Swap "Locate" for "Find" everywhere in the material below, and leave every other word and line unchanged.
[SUPPLIED ENTRIES start]
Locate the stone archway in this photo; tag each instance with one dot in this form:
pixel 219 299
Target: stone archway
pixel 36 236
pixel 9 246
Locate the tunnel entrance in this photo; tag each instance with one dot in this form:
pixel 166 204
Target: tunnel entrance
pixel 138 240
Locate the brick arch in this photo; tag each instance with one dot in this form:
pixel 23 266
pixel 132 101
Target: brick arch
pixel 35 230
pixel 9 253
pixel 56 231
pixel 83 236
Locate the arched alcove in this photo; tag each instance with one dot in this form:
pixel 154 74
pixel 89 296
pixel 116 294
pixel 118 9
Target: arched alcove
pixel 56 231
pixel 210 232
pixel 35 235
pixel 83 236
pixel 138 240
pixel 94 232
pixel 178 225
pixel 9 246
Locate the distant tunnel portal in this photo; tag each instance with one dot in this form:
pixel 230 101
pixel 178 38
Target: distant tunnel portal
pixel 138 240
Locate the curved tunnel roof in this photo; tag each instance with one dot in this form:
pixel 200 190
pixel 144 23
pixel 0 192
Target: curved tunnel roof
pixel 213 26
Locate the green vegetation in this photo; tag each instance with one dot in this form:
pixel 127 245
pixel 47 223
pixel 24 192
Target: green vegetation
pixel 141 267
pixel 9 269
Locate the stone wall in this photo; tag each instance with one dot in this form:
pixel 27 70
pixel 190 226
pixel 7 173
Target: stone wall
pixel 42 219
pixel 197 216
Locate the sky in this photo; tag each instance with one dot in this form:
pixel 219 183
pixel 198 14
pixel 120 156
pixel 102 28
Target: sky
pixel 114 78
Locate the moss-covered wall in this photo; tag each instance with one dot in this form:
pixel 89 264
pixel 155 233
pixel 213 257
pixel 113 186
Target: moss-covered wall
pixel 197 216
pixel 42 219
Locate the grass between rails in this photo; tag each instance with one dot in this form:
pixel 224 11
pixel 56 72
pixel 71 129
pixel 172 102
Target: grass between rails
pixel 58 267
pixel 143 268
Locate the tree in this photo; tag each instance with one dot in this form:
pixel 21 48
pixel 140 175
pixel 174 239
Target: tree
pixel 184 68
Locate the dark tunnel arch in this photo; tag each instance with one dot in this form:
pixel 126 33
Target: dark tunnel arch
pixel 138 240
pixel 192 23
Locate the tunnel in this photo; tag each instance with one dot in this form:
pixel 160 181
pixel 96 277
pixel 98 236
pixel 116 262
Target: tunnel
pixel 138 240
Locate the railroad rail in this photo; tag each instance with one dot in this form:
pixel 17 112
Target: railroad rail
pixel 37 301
[SUPPLIED ENTRIES end]
EXERCISE OUTPUT →
Find the stone archway in this photo; tag each instance with one dot in this form:
pixel 219 299
Target: stone archway
pixel 36 236
pixel 9 246
Find the tunnel entrance in this photo; tag each instance with one dot in this form:
pixel 166 204
Target: tunnel entrance
pixel 138 240
Find the brick arch in this photo; tag each instance with one dot in this form:
pixel 23 266
pixel 132 101
Target: brick arch
pixel 35 230
pixel 9 253
pixel 56 231
pixel 83 236
Find the arched alcove in this photo; tag each instance with one dot in this form:
pixel 154 74
pixel 89 296
pixel 116 294
pixel 118 9
Target: arched alcove
pixel 56 231
pixel 210 232
pixel 35 235
pixel 83 236
pixel 138 240
pixel 94 232
pixel 178 225
pixel 9 246
Find the distant tunnel portal in this photo; tag each instance with one dot in this form:
pixel 230 101
pixel 178 38
Target: distant tunnel portal
pixel 138 240
Find the curved tunnel roof in this photo; tag each instance with one dot in this form:
pixel 200 190
pixel 144 23
pixel 0 192
Target: curved tunnel roof
pixel 213 26
Find the green vegetation in this photo; tag each instance with one dot in this form:
pixel 127 245
pixel 47 223
pixel 24 192
Target: green vegetation
pixel 141 267
pixel 9 269
Find the stone wall in this photo; tag each instance with one dot in this form:
pixel 27 70
pixel 190 226
pixel 7 173
Target: stone wall
pixel 42 219
pixel 197 216
Find the sky in this photo; tag each instance with one dot in this form:
pixel 219 183
pixel 198 14
pixel 120 156
pixel 102 28
Target: sky
pixel 114 78
Find the moss-covered wall in this photo; tag each instance with one dot in this form:
pixel 89 264
pixel 155 233
pixel 213 257
pixel 113 186
Target: moss-covered wall
pixel 197 216
pixel 42 219
Find the grass between rails in this photo; tag each instance with one dot in this form:
pixel 224 11
pixel 56 72
pixel 71 129
pixel 172 102
Target: grass between rails
pixel 58 267
pixel 143 268
Find the tree in this photo; tag each instance with one dot in this form:
pixel 21 48
pixel 140 175
pixel 174 239
Target: tree
pixel 184 68
Find the dark tunnel arch in this photo; tag each instance with one dot in this form:
pixel 126 33
Target: dark tunnel arch
pixel 138 240
pixel 192 23
Find the tunnel in this photo; tag each instance with one dot in this form:
pixel 160 181
pixel 96 277
pixel 98 236
pixel 116 262
Target: tunnel
pixel 138 240
Find the railroad rail in this photo; tag each instance with one dot in this form:
pixel 17 112
Target: railroad rail
pixel 37 301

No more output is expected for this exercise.